══ RECORDS TO USE ══
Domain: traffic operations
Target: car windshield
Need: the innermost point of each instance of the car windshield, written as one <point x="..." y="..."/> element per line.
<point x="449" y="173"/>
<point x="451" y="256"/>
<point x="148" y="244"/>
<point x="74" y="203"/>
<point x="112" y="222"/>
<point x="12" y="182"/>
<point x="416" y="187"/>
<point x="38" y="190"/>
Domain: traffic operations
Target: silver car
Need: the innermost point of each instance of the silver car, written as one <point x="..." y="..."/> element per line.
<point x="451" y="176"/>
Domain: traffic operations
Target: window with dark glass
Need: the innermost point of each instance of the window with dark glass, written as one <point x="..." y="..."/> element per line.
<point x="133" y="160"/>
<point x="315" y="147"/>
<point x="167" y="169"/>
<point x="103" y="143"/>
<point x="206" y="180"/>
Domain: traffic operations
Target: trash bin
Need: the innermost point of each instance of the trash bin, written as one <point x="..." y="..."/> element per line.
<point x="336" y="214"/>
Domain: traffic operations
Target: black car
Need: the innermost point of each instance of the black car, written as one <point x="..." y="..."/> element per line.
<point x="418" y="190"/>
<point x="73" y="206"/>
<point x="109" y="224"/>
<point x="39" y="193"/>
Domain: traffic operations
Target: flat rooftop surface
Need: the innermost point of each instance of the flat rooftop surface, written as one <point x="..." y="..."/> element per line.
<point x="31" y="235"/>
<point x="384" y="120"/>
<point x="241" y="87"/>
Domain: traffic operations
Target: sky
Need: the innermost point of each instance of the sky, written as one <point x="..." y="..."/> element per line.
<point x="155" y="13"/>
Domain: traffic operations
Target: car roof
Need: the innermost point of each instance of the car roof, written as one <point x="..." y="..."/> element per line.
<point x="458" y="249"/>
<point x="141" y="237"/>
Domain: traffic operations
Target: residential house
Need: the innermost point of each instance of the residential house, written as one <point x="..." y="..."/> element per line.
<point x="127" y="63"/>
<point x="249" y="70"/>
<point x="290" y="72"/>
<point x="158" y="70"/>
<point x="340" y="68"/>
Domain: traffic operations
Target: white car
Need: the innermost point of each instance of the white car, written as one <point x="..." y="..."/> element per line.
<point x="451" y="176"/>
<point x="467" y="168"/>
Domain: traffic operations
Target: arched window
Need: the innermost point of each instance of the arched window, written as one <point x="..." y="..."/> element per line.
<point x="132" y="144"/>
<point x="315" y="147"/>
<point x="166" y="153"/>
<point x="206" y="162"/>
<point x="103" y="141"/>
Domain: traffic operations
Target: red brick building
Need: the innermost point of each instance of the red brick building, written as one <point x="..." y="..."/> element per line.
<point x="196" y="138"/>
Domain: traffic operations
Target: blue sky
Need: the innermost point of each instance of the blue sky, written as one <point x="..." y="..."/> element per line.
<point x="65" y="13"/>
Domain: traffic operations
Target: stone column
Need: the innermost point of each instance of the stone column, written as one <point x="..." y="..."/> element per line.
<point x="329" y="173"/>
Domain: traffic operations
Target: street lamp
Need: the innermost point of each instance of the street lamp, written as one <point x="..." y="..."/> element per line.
═══
### SHORT PROBLEM
Locate each line of the listing above that contains the string "stone" and copy those lines. Case counts.

### THE SOLUTION
Target: stone column
Need: the innermost point of each instance of the stone column, written as one <point x="..." y="..."/> element per line.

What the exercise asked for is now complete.